*Work order*: Every line of the data below is to be duplicated exactly, pictures excepted.

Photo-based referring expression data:
------------------------------------------------

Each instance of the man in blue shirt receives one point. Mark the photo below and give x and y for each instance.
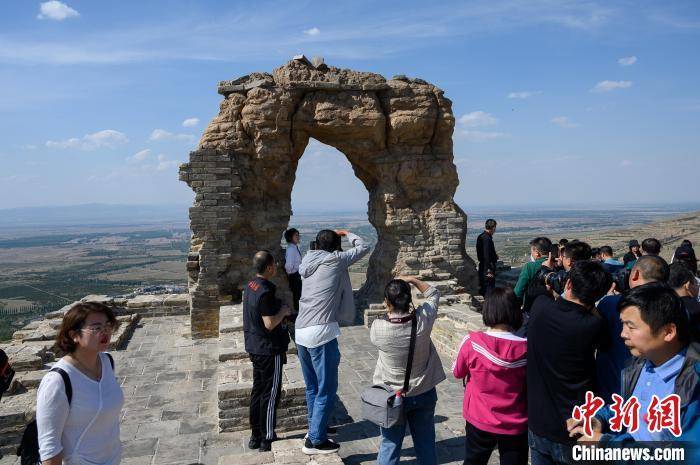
(656, 330)
(610, 360)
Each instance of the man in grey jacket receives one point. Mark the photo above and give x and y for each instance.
(326, 300)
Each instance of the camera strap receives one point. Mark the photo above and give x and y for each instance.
(411, 347)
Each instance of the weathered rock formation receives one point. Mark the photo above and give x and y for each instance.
(397, 134)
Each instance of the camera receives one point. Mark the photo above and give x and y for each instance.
(556, 280)
(621, 279)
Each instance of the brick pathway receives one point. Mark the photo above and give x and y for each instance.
(169, 415)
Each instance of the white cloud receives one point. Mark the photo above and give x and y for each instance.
(56, 11)
(190, 122)
(627, 61)
(165, 164)
(139, 156)
(564, 122)
(607, 86)
(108, 138)
(482, 136)
(162, 134)
(477, 119)
(524, 94)
(314, 31)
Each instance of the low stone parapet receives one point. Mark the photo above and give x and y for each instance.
(286, 451)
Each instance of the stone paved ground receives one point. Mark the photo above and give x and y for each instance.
(169, 416)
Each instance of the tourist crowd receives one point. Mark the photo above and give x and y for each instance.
(581, 338)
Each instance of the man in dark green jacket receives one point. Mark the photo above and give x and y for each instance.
(539, 252)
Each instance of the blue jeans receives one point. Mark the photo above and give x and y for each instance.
(320, 369)
(420, 417)
(544, 451)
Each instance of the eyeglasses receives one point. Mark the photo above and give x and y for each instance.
(99, 328)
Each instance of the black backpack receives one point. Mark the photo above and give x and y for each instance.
(28, 449)
(6, 373)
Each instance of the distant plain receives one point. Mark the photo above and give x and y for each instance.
(47, 261)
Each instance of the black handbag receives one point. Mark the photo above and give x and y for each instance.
(6, 373)
(380, 403)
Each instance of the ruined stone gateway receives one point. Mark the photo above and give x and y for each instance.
(397, 135)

------------------------------------------------

*Answer below*:
Each instance of the man in blue shirt receives one point. Mark the photo below and give x and y for each instance.
(656, 330)
(610, 360)
Each instance of the man in grey jacket receives one point. Mark the photo above and give x and y for each instance.
(326, 300)
Each instance of the camera strap receives one point. Mark the photo above and give x and y for each instance.
(411, 347)
Each instance of the weathered rock formation receives one point. Mark the photo above and give x and y for each instance.
(397, 134)
Each instance of the camera receives one point. Mark the photo above and give x and y for each instance.
(556, 280)
(621, 279)
Each instance of the brick pathway receives one point. Mark the photo above and give x and y for each instance.
(169, 415)
Each instance of the white cloud receives one point. Mark the photo above and give x and y for each instance.
(56, 11)
(190, 122)
(627, 61)
(165, 164)
(139, 156)
(564, 122)
(607, 86)
(108, 138)
(482, 136)
(162, 134)
(477, 119)
(524, 94)
(314, 31)
Each instance of the low stone parapet receives one point. Mark the photo above and give x and y for each instance.
(286, 451)
Each instance of the stone paved ground receives one point. Mark the photo above and give x and y for each instance.
(169, 416)
Each instance of the tourist crowd receives one point. Mark the photo above and give x and y for each instance.
(581, 338)
Each instance of the man in dark green jacket receives one point. Mark the photo above and give x and y for each instance.
(539, 252)
Each instance of the blue jeans receives one point. Mark the photo above and give x and y for each instance.
(320, 369)
(420, 417)
(544, 451)
Each instance of the eyeglasses receives one point. Mark the photo above and give x and y for each instance.
(99, 328)
Each instance of the black backpack receives one point. Mark the photo above and give x and y for each instance.
(28, 449)
(6, 373)
Each instance of the distant plain receives one point. Mark the photo above and give x and y for each instance.
(47, 261)
Each instance of the black handbag receives one point. Mark the photo above and give x and y for each instance.
(6, 373)
(380, 403)
Each instance of the ruined stone gateway receives one point. Mark the photo above and give x and y for each instance.
(397, 135)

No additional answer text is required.